Problem details — Reproduce everything from the line containing "the rv trailer" down to the end of the listing, and nothing else, requests included. Scale each answer point coordinate by 1.9 and round to a whole number, halves up, while leaving the numbers in the requests and their sample coordinates unchanged.

Record extracts —

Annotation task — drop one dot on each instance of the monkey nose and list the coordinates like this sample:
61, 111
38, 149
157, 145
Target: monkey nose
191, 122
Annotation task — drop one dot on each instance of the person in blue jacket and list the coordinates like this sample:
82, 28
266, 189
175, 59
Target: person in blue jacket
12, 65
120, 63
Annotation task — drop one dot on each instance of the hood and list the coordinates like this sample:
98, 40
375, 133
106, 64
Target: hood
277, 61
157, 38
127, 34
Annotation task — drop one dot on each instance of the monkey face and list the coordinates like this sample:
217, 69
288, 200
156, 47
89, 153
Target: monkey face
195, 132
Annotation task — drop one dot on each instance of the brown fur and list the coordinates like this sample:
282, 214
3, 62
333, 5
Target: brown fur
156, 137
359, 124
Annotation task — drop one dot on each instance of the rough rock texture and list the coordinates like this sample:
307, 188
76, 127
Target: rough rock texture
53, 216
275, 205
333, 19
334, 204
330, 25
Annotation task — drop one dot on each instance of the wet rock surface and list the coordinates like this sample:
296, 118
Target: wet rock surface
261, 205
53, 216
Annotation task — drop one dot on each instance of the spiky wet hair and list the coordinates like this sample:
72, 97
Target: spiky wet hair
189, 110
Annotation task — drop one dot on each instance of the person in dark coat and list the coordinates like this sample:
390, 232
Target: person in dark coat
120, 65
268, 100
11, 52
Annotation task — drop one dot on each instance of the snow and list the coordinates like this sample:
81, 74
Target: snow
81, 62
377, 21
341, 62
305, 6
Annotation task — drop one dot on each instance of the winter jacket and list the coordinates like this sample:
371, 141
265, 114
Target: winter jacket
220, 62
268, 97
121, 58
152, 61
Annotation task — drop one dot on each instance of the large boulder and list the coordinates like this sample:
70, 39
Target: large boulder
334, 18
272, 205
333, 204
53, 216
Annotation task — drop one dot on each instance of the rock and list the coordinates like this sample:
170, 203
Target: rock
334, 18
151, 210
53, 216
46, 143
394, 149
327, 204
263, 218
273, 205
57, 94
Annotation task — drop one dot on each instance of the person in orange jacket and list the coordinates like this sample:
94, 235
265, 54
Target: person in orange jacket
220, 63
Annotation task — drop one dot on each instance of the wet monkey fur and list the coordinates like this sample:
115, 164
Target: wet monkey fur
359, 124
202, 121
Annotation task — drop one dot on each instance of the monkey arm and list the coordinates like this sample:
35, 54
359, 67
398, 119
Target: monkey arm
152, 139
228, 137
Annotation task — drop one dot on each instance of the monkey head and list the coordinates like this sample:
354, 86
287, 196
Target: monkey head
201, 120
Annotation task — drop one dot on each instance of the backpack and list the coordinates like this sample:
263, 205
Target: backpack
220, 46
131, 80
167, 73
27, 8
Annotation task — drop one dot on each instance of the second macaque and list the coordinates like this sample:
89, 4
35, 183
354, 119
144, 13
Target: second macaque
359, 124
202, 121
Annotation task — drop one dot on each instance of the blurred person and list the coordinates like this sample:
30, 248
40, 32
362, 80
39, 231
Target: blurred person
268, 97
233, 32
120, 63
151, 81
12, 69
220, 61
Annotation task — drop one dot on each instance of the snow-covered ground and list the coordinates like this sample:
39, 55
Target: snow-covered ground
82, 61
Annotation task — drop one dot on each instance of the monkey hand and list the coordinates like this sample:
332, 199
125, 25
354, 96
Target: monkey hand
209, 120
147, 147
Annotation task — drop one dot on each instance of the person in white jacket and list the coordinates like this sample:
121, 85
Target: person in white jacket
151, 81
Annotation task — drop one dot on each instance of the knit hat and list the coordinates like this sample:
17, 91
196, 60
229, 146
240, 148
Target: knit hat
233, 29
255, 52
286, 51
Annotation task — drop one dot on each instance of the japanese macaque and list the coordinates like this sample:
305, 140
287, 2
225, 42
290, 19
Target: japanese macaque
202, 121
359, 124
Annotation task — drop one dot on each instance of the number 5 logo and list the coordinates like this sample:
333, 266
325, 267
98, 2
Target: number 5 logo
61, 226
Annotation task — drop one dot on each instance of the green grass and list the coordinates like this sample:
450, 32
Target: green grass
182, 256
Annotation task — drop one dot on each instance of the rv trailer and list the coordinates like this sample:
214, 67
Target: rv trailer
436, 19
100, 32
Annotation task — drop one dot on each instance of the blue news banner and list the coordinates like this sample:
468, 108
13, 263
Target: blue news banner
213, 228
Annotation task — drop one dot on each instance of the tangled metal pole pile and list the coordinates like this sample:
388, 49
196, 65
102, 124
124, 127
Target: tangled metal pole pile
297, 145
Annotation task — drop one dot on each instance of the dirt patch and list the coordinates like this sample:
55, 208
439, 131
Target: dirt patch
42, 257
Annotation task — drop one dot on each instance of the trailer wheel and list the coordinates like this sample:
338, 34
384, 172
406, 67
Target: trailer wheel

Task result —
Annotation task — drop one dot on each instance of the rv trailer and list the coordinates like this sample:
214, 67
Target: rv trailer
828, 36
190, 61
Annotation task — drop one dot on each instance of the blue news banner and list the coordinates like this sample:
468, 108
13, 263
Target: blue news banner
405, 433
Annotation task — drop one dot on each instance of the tangled metal pole pile and list the coordinates like this sample:
388, 49
196, 65
102, 124
124, 127
Target: tangled metal pole pile
564, 276
Annotation task — drop one dot on each instance of the dirt patch and list the coordinates like this sample:
55, 208
439, 131
Target: dirt patch
80, 488
Annotation task — drop one dot on each instance of the trailer wheel and list the coordinates like this sample:
338, 34
384, 172
406, 67
Target: trailer wheel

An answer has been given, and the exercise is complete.